Last year, U.S. manufacturer digital sales that took place on ecommerce sites, log-in portals and marketplaces grew at a record pace. In 2019, U.S. manufacturer B2B ecommerce sales grew by nearly 21%, according to data and analysis in the 2020 B2B Manufacturing Report.

The assembly line that is U.S. manufacturing has stopped entirely or slowed considerably because of the coronavirus. Manufacturing sales already were sputtering at the end of 2019 based on a wide range of challenges from trade wars to a global economic slowdown.

Last year, the total sales across all sectors of U.S. manufacturers were flat at about $6.02 trillion. In contrast, when the U.S. and global economies were still in growth mode, U.S. manufacturing sales grew by nearly 8% to $6.03 trillion in 2018, according to data and analysis in the 2020 B2B Manufacturing Report, a new research report from Digital Commerce 360 B2B.

DATA EXCERPTS:

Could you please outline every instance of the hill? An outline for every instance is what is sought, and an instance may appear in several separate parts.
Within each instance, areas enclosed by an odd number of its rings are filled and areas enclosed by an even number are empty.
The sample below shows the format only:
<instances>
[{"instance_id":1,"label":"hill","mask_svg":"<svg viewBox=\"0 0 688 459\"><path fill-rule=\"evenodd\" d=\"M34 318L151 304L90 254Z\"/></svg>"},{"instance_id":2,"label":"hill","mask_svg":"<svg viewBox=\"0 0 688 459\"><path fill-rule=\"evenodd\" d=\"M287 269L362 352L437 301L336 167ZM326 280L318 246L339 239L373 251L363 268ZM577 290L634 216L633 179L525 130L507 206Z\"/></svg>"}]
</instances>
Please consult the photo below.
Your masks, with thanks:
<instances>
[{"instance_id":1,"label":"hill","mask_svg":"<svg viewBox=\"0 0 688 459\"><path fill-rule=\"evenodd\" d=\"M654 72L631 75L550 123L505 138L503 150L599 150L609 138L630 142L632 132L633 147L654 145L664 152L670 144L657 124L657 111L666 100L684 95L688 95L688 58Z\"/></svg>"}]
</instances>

WORK INSTRUCTIONS:
[1] Please answer these from the article on U.S. manufacturing sales, above the entries:
(a) By roughly what percentage did U.S. manufacturer B2B ecommerce sales grow in 2019?
(b) What did total sales across all sectors of U.S. manufacturers come to last year?
(c) By how much did U.S. manufacturing sales grow in 2018, and to what total?
[2] Resume the article on U.S. manufacturing sales, which precedes the entries, and carry it on from its final sentence.

TASK RESULTS:
[1]
(a) Nearly 21%.
(b) About $6.02 trillion, flat from the year before.
(c) By nearly 8%, to $6.03 trillion.

[2]
U.S. manufacturers, a segment that includes about 248,599 companies of all sizes, based on figures from the U.S. Department of Commerce, were bracing for another and more pronounced slowdown in 2020. But then came the COVID-19 global pandemic, a devastating virus that in the course of a few weeks shuttered large parts of the U.S. economy, closed or slowed down multiple manufacturing sectors and wreaked havoc with the supply chains of numerous product makers.

In the process, COVID-19 also created a sea change of B2B ecommerce challenges—and opportunities—for U.S. manufacturers. Last year was another year of modest growth across all digital sales channels for product makers. U.S. total B2B electronic sales, including transactions through electronic data interchange, ecommerce sites, log-in portals, e-marketplaces, e-procurement and related channels such as web-based private networks, grew about 1.4% to about $3.55 trillion. Total electronic sales for manufacturers were dominated by EDI, a segment that grew by to $2.13 trillion and accounted for 60% of digital sales and 35.3% of all U.S. manufacturing sales.

Investing in B2B ecommerce is becoming a bigger priority for manufacturers of all sizes.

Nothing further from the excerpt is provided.